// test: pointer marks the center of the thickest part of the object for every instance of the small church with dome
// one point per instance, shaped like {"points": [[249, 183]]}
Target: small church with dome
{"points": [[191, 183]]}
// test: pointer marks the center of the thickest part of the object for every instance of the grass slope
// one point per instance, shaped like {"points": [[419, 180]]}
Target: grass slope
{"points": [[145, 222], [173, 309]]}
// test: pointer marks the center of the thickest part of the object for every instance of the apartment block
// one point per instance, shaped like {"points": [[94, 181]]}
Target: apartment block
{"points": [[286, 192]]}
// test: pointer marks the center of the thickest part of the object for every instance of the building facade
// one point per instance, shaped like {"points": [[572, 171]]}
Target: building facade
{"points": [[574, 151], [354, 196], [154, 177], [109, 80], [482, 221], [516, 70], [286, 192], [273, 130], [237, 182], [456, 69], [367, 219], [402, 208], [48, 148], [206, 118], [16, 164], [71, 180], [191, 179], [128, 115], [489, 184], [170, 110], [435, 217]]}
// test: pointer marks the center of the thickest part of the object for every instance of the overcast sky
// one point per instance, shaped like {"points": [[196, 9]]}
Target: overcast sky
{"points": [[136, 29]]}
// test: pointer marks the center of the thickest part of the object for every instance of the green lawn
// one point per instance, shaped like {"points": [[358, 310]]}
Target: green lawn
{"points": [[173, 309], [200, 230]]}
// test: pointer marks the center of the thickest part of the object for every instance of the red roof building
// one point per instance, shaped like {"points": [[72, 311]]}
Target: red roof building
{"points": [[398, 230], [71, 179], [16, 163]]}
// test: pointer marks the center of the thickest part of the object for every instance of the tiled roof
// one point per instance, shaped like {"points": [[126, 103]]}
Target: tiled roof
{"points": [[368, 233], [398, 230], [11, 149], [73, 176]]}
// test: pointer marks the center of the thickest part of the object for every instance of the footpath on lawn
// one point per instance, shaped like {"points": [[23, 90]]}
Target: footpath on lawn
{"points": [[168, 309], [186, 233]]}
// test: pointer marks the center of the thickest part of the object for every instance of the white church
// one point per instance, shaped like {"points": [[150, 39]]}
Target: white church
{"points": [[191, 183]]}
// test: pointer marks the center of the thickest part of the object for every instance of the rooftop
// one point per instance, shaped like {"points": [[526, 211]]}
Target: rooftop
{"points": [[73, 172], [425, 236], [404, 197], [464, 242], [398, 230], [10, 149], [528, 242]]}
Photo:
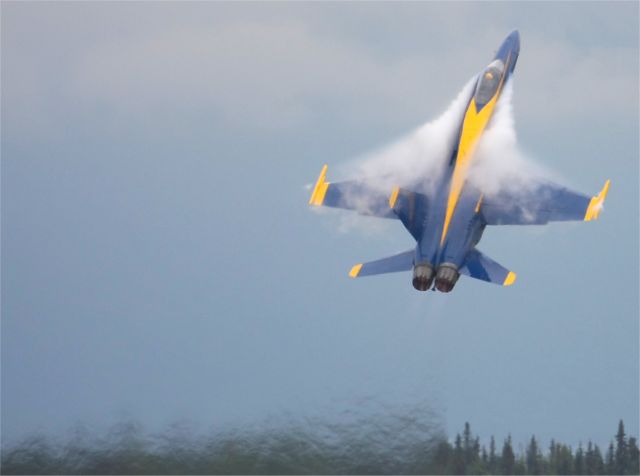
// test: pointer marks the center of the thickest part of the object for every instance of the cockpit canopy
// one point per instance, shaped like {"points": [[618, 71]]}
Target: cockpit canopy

■ ■ ■

Return the lines of the listing unchanged, starting at the line that contains "of the rooftop" and ending with the last line of the listing, both included. Leave the pictures out of your answer.

// test: pointer marks the center of the thickest part of the object for every instance of the rooftop
// one point per instance, shaped like {"points": [[526, 211]]}
Target: rooftop
{"points": [[73, 172], [425, 236], [404, 197], [464, 242], [398, 230], [10, 149], [528, 242]]}
Photo:
// test: pointer marks the center of the thickest part of the object for every instance of the cockpit canopy
// one point per instance, shaped like {"points": [[618, 71]]}
Target: cockpit canopy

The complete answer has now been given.